Start of Block
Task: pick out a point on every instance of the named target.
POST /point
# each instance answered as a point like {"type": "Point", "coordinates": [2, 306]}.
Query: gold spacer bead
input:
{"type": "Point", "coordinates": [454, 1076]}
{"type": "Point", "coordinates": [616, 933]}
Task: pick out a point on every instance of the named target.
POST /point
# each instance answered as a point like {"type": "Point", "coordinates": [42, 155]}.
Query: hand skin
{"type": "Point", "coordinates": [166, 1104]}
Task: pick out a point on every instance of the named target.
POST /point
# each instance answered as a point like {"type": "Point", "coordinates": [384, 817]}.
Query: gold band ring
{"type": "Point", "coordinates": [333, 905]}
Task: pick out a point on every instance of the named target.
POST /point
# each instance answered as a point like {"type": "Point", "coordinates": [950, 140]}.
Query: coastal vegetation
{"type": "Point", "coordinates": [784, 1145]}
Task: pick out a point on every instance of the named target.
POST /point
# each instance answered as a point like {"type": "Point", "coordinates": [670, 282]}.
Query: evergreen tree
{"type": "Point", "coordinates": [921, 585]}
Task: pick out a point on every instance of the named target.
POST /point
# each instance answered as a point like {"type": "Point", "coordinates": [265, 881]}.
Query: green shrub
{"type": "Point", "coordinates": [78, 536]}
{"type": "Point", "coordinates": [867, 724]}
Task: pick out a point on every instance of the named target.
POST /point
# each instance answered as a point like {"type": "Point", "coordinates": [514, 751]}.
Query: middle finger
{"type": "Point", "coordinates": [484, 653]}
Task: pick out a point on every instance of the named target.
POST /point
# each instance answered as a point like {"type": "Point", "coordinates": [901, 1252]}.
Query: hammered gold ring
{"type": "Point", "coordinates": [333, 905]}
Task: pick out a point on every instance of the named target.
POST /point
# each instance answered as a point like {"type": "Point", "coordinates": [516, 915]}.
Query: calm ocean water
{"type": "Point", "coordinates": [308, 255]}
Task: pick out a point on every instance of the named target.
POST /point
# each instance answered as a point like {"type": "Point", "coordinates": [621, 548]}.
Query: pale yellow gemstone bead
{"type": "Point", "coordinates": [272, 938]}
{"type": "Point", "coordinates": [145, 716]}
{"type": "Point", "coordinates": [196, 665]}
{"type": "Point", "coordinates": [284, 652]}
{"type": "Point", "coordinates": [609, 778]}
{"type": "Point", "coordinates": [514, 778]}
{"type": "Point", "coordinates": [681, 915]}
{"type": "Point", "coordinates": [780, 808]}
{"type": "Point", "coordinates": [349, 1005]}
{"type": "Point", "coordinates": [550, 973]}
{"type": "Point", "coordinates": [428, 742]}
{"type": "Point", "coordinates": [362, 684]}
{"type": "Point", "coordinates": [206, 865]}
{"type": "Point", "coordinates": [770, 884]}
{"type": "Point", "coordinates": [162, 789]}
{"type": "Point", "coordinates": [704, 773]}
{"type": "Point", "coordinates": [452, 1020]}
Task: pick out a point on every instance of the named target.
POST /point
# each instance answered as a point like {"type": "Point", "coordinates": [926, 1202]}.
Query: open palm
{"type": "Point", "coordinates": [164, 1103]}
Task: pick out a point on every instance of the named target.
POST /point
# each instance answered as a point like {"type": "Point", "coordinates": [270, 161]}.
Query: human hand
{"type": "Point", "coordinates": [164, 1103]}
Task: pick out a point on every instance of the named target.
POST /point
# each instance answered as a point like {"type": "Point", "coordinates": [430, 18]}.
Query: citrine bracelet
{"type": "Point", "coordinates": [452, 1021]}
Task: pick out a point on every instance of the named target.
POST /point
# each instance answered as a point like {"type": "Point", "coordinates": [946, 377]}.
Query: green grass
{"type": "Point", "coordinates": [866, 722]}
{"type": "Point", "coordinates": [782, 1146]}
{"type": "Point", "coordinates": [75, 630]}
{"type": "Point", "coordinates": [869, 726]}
End of Block
**Assignment**
A word-for-word transcription of the data above is required.

**Reply**
Task: pick out a point on every instance of the named target.
POST /point
# each instance answered as a point like {"type": "Point", "coordinates": [2, 306]}.
Query: gold spacer bead
input:
{"type": "Point", "coordinates": [454, 1076]}
{"type": "Point", "coordinates": [616, 933]}
Task: pick out a point on every instance of the named target.
POST /point
# each instance answered as a point like {"type": "Point", "coordinates": [42, 155]}.
Query: hand skin
{"type": "Point", "coordinates": [166, 1104]}
Task: pick out a point on every instance of the named target.
POST /point
# each instance answered as a point like {"type": "Point", "coordinates": [384, 817]}.
Query: gold band ring
{"type": "Point", "coordinates": [333, 905]}
Task: pick out a point on every instance of the named target.
POST /point
# each instance answered as a point like {"type": "Point", "coordinates": [950, 140]}.
Query: coastal vegetation
{"type": "Point", "coordinates": [784, 1145]}
Task: pick out a point on every instance of the named target.
POST /point
# each instance answered as a point like {"type": "Point", "coordinates": [670, 282]}.
Query: evergreen tree
{"type": "Point", "coordinates": [921, 585]}
Task: pick out a point on every instance of the named target.
POST /point
# each instance answered as a point like {"type": "Point", "coordinates": [265, 881]}.
Query: green shrub
{"type": "Point", "coordinates": [78, 536]}
{"type": "Point", "coordinates": [867, 724]}
Task: pick out a point on every instance of the named target.
POST /point
# each instance answered as a point like {"type": "Point", "coordinates": [514, 751]}.
Query: middle finger
{"type": "Point", "coordinates": [484, 653]}
Task: pick out a point on every instance of the named target.
POST /point
# each instance answered as a point like {"type": "Point", "coordinates": [901, 1252]}.
Query: hammered gold ring
{"type": "Point", "coordinates": [333, 905]}
Task: pick out a point on every instance of the named target.
POST /point
# each instance answered as a point like {"type": "Point", "coordinates": [516, 915]}.
Query: calm ocean water
{"type": "Point", "coordinates": [308, 255]}
Task: pick out a point on every instance of the named target.
POST /point
# each instance answered as a point like {"type": "Point", "coordinates": [621, 548]}.
Query: pale yellow gemstone bead
{"type": "Point", "coordinates": [272, 938]}
{"type": "Point", "coordinates": [145, 716]}
{"type": "Point", "coordinates": [196, 665]}
{"type": "Point", "coordinates": [284, 652]}
{"type": "Point", "coordinates": [609, 778]}
{"type": "Point", "coordinates": [514, 778]}
{"type": "Point", "coordinates": [681, 915]}
{"type": "Point", "coordinates": [780, 808]}
{"type": "Point", "coordinates": [349, 1005]}
{"type": "Point", "coordinates": [550, 973]}
{"type": "Point", "coordinates": [428, 742]}
{"type": "Point", "coordinates": [362, 684]}
{"type": "Point", "coordinates": [206, 865]}
{"type": "Point", "coordinates": [770, 884]}
{"type": "Point", "coordinates": [162, 789]}
{"type": "Point", "coordinates": [704, 773]}
{"type": "Point", "coordinates": [452, 1020]}
Task: pick out a point on every instance of the named target.
POST /point
# each instance answered as a point like {"type": "Point", "coordinates": [926, 1202]}.
Query: open palm
{"type": "Point", "coordinates": [164, 1103]}
Task: pick out a point on every instance of the named target.
POST /point
# each instance answered as a point like {"type": "Point", "coordinates": [270, 161]}.
Query: human hand
{"type": "Point", "coordinates": [164, 1103]}
Task: pick out a point on every instance of the named target.
POST /point
# each instance answered as a point like {"type": "Point", "coordinates": [430, 18]}.
Query: citrine bracelet
{"type": "Point", "coordinates": [452, 1021]}
Task: pick out a point on every instance of the named target.
POST /point
# each instance answered as a point like {"type": "Point", "coordinates": [946, 377]}.
Query: green grass
{"type": "Point", "coordinates": [866, 722]}
{"type": "Point", "coordinates": [782, 1146]}
{"type": "Point", "coordinates": [75, 630]}
{"type": "Point", "coordinates": [869, 726]}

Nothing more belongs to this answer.